◆ **TEXT BLOCK**
· · ·
Water treatment is very important for public health. Cleaning the water protects us from dangerous pathogens and other threats – including heavy metals. There are many different methods for treating wastewater. Nanobubbles are one of the newest ones to be developed.
In 1994, researchers needed a phenomenon to explain the strong attractive capillary forces seen between neutral hydrophobic surfaces in water. The phenomenon suggested to explain this was nanobubbles. Nanobubbles are broadly defined as packets of gas within a liquid bubble, with diameters less than 1000 nm. They are separated into two major categories: surface nanobubbles and bulk nanobubbles.
Nanobubbles are typically generated using electrical energy, hydrodynamic, or gas inputs – new patents are being filed all the time. Nanobubbles have shown to be significantly effective at surfactant free cleaning, mineral processing, enhanced drug delivery, and even as a possible cure for cancerous tumors.
How Are Nanobubbles Unique?
Epstein and Plesset Theory of Bubble Dissolution and Growth, which says the smaller the bubble the shorter the bubble lifetime, suggests nanobubbles should only last for less than 0.02 seconds. Nanobubbles can last for several weeks to months. This conundrum made researchers question the existence of nanobubbles – until it was explained.
· · ·
◆ **TRY IT**
Retype the part of the nanobubble text that starts with the words "In 1994, researchers" and ends with "and bulk nanobubbles.", keeping every word and mark the same.
· · ·
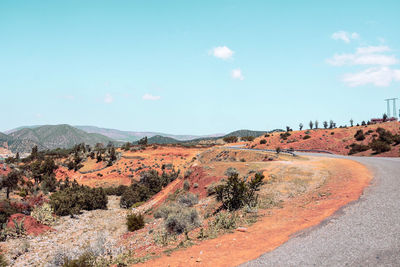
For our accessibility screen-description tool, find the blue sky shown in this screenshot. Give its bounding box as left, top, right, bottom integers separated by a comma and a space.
0, 0, 400, 134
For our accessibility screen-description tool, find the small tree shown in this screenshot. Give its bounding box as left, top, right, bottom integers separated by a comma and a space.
30, 146, 38, 159
138, 136, 147, 146
215, 173, 264, 210
223, 136, 238, 143
1, 170, 21, 199
126, 213, 144, 232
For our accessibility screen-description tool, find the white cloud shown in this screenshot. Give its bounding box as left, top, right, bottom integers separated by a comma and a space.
357, 45, 391, 54
62, 95, 75, 101
104, 94, 114, 104
343, 67, 400, 87
327, 46, 399, 66
231, 69, 244, 81
142, 94, 161, 101
210, 46, 235, 60
327, 54, 398, 66
331, 31, 360, 44
326, 39, 400, 87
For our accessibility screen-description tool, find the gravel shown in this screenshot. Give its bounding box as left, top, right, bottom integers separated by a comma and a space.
241, 154, 400, 266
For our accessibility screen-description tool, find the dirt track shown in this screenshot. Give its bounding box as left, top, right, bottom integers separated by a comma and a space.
243, 155, 400, 266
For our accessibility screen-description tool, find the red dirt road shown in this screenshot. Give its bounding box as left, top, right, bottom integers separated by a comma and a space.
140, 159, 372, 266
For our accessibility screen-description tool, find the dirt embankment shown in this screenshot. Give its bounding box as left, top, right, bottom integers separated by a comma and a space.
141, 158, 372, 266
247, 122, 400, 157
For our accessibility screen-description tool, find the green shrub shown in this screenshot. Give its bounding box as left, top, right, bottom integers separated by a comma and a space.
240, 136, 255, 142
349, 143, 369, 155
165, 208, 201, 234
183, 180, 190, 191
104, 185, 128, 196
119, 184, 151, 209
223, 136, 238, 143
177, 193, 199, 207
280, 132, 291, 140
369, 139, 391, 154
62, 252, 96, 267
0, 253, 8, 267
154, 203, 201, 234
0, 200, 21, 227
50, 184, 108, 216
31, 203, 56, 226
208, 212, 239, 230
354, 130, 365, 141
126, 213, 144, 232
215, 173, 264, 210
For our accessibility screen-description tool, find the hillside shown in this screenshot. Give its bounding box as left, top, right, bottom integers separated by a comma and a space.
223, 130, 268, 137
74, 126, 223, 142
0, 132, 12, 143
147, 135, 181, 144
248, 122, 400, 157
9, 124, 114, 152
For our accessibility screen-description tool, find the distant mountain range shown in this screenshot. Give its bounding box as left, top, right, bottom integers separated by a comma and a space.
0, 124, 279, 153
0, 124, 115, 153
74, 126, 224, 142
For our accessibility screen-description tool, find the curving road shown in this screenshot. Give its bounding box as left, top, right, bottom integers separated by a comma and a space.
241, 154, 400, 267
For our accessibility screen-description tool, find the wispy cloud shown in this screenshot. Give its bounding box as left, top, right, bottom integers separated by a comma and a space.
142, 94, 161, 101
209, 46, 235, 60
231, 69, 244, 80
104, 93, 114, 104
61, 95, 75, 101
327, 42, 400, 87
331, 31, 360, 44
343, 67, 400, 87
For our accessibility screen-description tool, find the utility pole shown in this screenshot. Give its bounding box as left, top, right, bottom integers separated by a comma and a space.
385, 98, 400, 118
385, 99, 391, 118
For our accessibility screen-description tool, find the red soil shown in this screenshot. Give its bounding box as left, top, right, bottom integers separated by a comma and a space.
187, 166, 223, 198
141, 159, 372, 266
7, 213, 52, 236
56, 146, 202, 187
248, 122, 400, 157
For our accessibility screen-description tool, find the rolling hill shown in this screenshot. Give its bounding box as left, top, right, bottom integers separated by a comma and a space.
248, 121, 400, 157
74, 126, 224, 142
3, 124, 114, 153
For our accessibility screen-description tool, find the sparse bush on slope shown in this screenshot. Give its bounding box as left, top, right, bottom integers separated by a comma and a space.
50, 183, 108, 216
215, 173, 264, 210
126, 213, 144, 232
354, 130, 365, 141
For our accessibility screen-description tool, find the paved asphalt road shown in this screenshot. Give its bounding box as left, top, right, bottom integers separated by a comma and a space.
242, 154, 400, 267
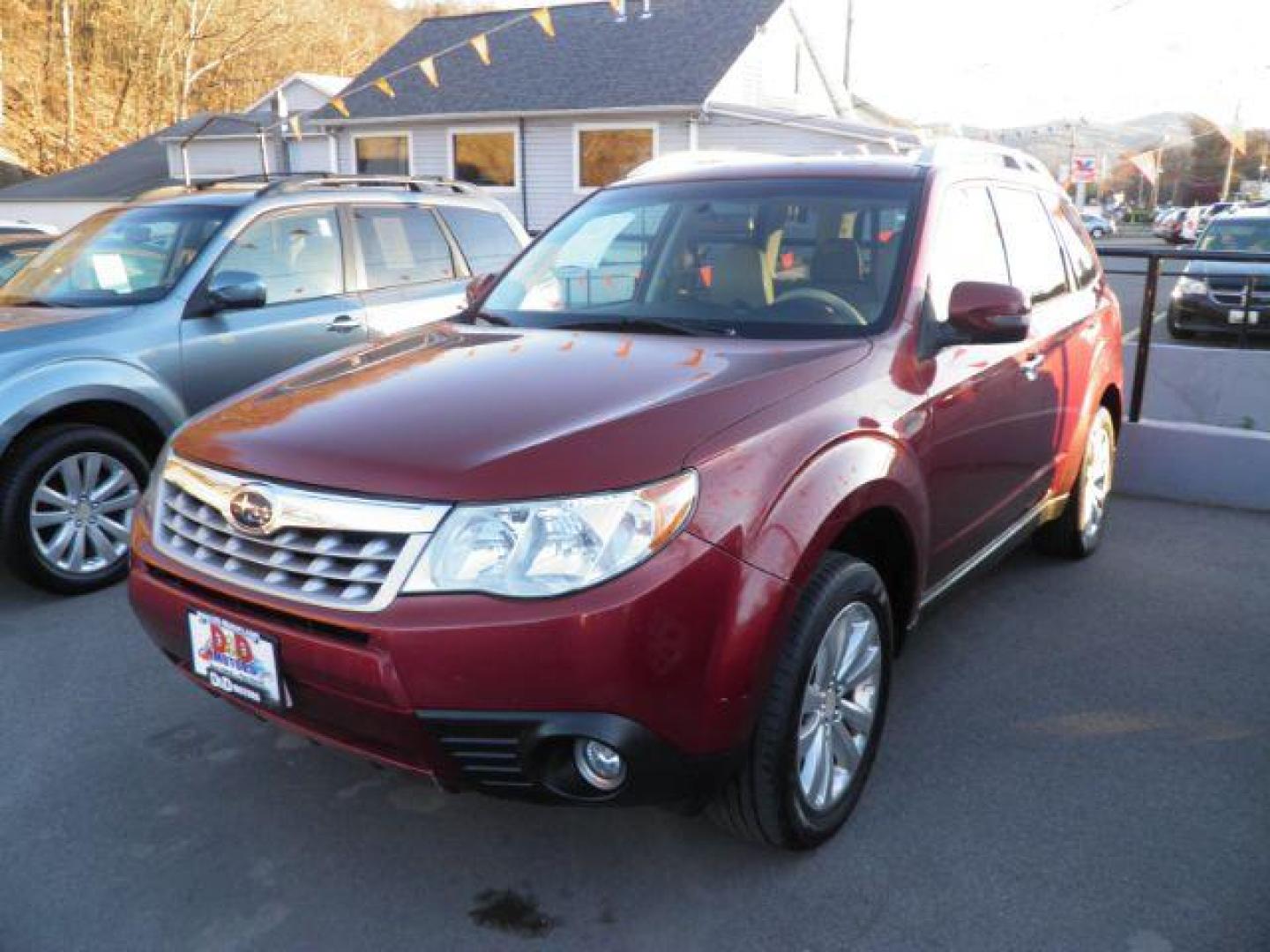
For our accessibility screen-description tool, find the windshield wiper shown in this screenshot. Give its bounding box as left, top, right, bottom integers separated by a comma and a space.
455, 307, 514, 328
552, 317, 736, 338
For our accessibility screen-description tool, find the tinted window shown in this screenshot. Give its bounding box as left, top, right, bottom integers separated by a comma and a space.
992, 188, 1067, 301
208, 208, 344, 305
353, 205, 455, 291
1047, 197, 1099, 288
485, 179, 915, 338
438, 208, 520, 274
0, 205, 234, 307
931, 185, 1010, 320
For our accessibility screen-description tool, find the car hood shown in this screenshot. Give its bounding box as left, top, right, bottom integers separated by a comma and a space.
1183, 262, 1270, 279
174, 324, 870, 502
0, 305, 135, 339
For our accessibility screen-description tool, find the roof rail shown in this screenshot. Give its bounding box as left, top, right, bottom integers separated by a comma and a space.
260, 173, 476, 196
917, 138, 1054, 182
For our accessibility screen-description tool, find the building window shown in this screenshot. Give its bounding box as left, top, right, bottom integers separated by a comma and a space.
577, 126, 656, 190
450, 130, 517, 188
353, 136, 410, 175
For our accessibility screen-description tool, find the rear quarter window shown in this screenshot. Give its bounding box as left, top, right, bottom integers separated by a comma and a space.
437, 208, 520, 274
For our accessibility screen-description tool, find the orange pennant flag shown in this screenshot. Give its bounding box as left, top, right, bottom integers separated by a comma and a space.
534, 6, 555, 37
419, 56, 441, 86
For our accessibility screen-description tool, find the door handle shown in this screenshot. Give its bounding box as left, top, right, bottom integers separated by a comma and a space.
326, 314, 362, 334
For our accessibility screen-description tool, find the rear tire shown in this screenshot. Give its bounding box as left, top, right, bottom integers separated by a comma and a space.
709, 554, 894, 849
1033, 406, 1117, 559
0, 424, 150, 595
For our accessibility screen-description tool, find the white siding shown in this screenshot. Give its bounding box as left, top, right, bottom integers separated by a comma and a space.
709, 0, 845, 115
168, 138, 282, 180
337, 113, 688, 230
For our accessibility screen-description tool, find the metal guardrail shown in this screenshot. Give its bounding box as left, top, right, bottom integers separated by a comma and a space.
1099, 245, 1270, 423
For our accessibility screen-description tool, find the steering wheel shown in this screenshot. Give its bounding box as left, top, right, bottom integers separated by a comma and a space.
773, 288, 869, 328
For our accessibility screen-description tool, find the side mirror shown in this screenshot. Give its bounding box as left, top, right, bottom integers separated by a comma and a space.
467, 274, 497, 307
947, 280, 1031, 344
205, 271, 268, 311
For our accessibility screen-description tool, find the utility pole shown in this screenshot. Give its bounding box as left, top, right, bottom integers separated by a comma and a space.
842, 0, 856, 99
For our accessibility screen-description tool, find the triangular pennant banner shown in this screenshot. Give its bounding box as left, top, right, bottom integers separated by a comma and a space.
534, 6, 555, 37
419, 56, 441, 86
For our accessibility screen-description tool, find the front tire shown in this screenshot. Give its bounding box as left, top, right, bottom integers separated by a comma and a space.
710, 554, 894, 849
1033, 406, 1117, 559
0, 424, 150, 595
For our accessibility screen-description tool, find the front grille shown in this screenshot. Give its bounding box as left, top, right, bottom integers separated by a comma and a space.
155, 458, 444, 611
162, 484, 399, 606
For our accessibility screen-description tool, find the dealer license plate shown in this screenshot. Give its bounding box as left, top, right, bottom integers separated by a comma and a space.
190, 611, 283, 707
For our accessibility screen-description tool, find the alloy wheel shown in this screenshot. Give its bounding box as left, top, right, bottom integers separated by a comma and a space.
796, 602, 883, 813
1080, 427, 1114, 534
29, 452, 141, 575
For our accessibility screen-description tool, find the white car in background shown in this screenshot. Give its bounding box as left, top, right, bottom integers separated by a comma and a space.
0, 219, 63, 237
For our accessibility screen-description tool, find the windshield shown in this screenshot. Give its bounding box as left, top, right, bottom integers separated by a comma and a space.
484, 178, 915, 338
0, 205, 234, 307
1199, 217, 1270, 254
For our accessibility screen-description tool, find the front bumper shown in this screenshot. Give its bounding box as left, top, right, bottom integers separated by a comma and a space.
1169, 294, 1270, 335
128, 511, 786, 802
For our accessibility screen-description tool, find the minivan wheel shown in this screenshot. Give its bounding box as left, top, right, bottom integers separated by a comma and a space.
1033, 406, 1115, 559
710, 554, 893, 849
0, 424, 150, 595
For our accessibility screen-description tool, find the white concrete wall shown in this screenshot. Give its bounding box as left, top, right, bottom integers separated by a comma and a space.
0, 202, 116, 231
1124, 343, 1270, 431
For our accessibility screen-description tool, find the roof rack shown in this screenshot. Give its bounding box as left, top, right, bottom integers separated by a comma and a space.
260, 173, 476, 196
917, 138, 1054, 180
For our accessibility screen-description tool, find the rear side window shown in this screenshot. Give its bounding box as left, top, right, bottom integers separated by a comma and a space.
931, 185, 1010, 320
992, 188, 1067, 302
438, 208, 520, 274
353, 205, 456, 291
1047, 197, 1099, 288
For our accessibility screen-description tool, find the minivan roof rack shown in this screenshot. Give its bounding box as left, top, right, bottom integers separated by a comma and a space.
917, 138, 1054, 180
260, 173, 476, 196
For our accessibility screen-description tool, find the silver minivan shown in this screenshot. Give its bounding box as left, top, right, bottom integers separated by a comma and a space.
0, 176, 528, 594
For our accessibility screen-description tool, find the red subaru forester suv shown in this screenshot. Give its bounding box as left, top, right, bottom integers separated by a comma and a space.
131, 145, 1123, 848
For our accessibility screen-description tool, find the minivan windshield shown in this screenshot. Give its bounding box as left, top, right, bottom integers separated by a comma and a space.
1199, 217, 1270, 254
0, 205, 235, 307
482, 178, 915, 338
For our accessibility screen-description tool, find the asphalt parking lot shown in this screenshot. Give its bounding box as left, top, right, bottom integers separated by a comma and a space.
0, 497, 1270, 952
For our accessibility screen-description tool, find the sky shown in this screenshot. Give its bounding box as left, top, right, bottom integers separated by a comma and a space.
426, 0, 1270, 128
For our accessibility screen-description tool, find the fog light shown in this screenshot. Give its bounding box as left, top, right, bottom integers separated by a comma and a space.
572, 738, 626, 793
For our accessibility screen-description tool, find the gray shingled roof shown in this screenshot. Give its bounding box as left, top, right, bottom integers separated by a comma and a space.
0, 115, 202, 202
317, 0, 781, 122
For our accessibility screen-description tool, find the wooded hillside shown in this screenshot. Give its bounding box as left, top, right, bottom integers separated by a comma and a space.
0, 0, 467, 173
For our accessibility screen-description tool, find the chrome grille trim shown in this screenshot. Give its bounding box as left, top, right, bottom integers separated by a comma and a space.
153, 457, 448, 612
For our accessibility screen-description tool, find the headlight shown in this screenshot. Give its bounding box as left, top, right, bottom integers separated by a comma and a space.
1174, 278, 1207, 297
402, 470, 698, 598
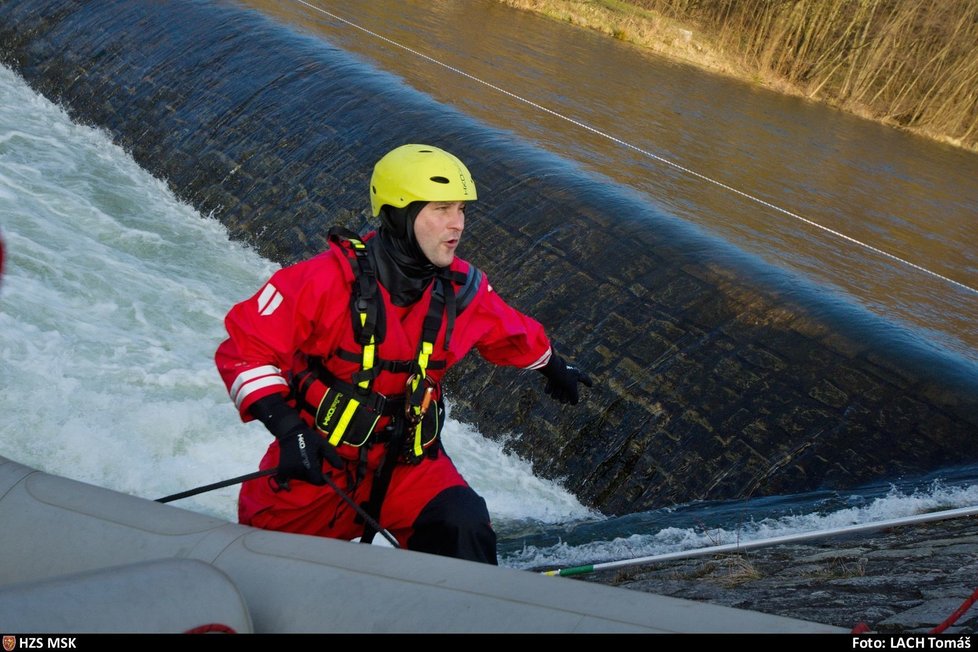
· · ·
◆ **ANSWER AREA**
In 1994, researchers needed a phenomenon to explain the strong attractive capillary forces seen between neutral hydrophobic surfaces in water. The phenomenon suggested to explain this was nanobubbles. Nanobubbles are broadly defined as packets of gas within a liquid bubble, with diameters less than 1000 nm. They are separated into two major categories: surface nanobubbles and bulk nanobubbles.